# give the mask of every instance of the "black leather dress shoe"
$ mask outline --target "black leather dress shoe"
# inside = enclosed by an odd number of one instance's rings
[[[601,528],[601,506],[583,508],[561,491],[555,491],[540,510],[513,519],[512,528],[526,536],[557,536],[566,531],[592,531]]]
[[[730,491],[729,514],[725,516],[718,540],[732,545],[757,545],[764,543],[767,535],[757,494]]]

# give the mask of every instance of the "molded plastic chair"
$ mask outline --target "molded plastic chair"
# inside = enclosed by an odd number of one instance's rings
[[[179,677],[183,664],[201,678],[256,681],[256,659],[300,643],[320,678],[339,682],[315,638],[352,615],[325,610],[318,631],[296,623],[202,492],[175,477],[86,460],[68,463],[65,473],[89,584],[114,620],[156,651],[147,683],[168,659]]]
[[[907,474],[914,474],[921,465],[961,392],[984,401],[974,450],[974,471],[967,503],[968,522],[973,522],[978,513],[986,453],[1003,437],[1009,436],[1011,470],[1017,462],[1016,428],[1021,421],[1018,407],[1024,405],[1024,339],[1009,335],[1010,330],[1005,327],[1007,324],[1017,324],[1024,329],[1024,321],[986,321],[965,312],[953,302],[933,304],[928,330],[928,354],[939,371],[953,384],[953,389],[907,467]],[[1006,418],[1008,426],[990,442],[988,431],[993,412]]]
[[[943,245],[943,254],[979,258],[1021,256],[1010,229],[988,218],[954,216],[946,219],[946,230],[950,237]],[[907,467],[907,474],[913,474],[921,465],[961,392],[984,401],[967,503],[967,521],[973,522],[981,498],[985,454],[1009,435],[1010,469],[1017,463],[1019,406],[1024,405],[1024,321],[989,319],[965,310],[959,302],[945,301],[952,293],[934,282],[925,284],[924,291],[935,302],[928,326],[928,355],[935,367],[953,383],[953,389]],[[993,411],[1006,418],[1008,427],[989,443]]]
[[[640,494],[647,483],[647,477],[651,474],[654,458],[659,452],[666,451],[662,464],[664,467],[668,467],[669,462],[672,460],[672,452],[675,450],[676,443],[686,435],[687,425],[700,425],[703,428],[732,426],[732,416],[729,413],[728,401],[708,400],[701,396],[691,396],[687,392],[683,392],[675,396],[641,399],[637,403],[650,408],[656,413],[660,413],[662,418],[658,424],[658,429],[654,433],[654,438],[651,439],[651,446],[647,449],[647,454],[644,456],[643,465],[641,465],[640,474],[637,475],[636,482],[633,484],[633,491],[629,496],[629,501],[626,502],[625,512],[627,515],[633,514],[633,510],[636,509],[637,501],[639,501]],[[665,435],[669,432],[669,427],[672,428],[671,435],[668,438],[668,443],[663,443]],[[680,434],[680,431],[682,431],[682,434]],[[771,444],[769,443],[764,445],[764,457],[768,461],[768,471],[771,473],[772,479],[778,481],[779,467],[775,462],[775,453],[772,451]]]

______

## Exercise
Every record needs to be written out again, exactly as it was given.

## Answer to this problem
# give the mask of every instance of the "black leather dress shoe"
$ mask outline --target "black leather dress shoe"
# inside = enclosed by an odd number of one instance's rings
[[[601,528],[601,506],[583,508],[561,491],[555,491],[540,510],[513,519],[512,528],[526,536],[557,536],[566,531],[592,531]]]
[[[730,491],[729,514],[725,516],[718,540],[732,545],[757,545],[764,543],[767,535],[757,494]]]

# give the mask of every instance of the "molded plastic chair"
$ mask outline --target "molded plastic chair"
# inside = enclosed by an odd number of one instance's rings
[[[179,677],[183,664],[201,678],[256,681],[256,659],[300,643],[320,678],[339,682],[315,638],[352,615],[325,610],[318,631],[296,623],[202,492],[175,477],[86,460],[68,463],[65,473],[89,584],[114,620],[156,651],[147,683],[168,659]]]
[[[907,474],[914,474],[921,465],[961,392],[984,401],[974,450],[974,471],[967,503],[968,522],[973,522],[978,513],[986,453],[1003,437],[1009,436],[1011,470],[1017,462],[1016,428],[1021,421],[1018,407],[1024,405],[1024,339],[1009,335],[1010,330],[1005,327],[1007,324],[1017,324],[1024,329],[1024,321],[986,321],[965,312],[953,302],[933,304],[928,330],[928,354],[939,371],[953,384],[953,389],[907,467]],[[1006,418],[1008,426],[990,442],[988,431],[993,412]]]
[[[943,245],[943,254],[979,258],[1021,256],[1010,229],[988,218],[954,216],[946,219],[946,230],[950,237]],[[907,467],[907,474],[913,474],[921,465],[961,392],[984,401],[967,503],[967,521],[973,522],[981,498],[985,454],[1009,435],[1010,469],[1017,463],[1019,406],[1024,405],[1024,321],[989,319],[965,310],[959,302],[945,301],[952,293],[934,282],[925,284],[924,291],[935,302],[928,326],[928,355],[935,367],[953,383],[953,389]],[[993,411],[1006,418],[1008,427],[989,443]]]
[[[640,494],[647,483],[647,477],[651,474],[654,458],[659,452],[666,451],[662,464],[664,467],[668,467],[669,462],[672,460],[672,452],[675,450],[676,443],[686,435],[687,425],[700,425],[703,428],[732,426],[732,416],[729,413],[728,401],[708,400],[701,396],[691,396],[687,392],[683,392],[675,396],[641,399],[637,403],[650,408],[656,413],[660,413],[662,418],[658,424],[658,429],[654,433],[654,438],[651,439],[651,446],[647,449],[647,454],[644,456],[643,465],[641,465],[640,474],[637,475],[636,482],[633,484],[633,491],[629,496],[629,501],[626,502],[625,512],[627,515],[633,514],[633,510],[636,509],[637,501],[639,501]],[[665,435],[669,432],[669,427],[672,428],[671,435],[668,438],[668,443],[663,443]],[[680,434],[680,431],[682,431],[682,434]],[[771,444],[769,443],[764,445],[764,457],[768,461],[768,471],[771,473],[772,479],[778,481],[779,467],[775,462],[775,453],[772,451]]]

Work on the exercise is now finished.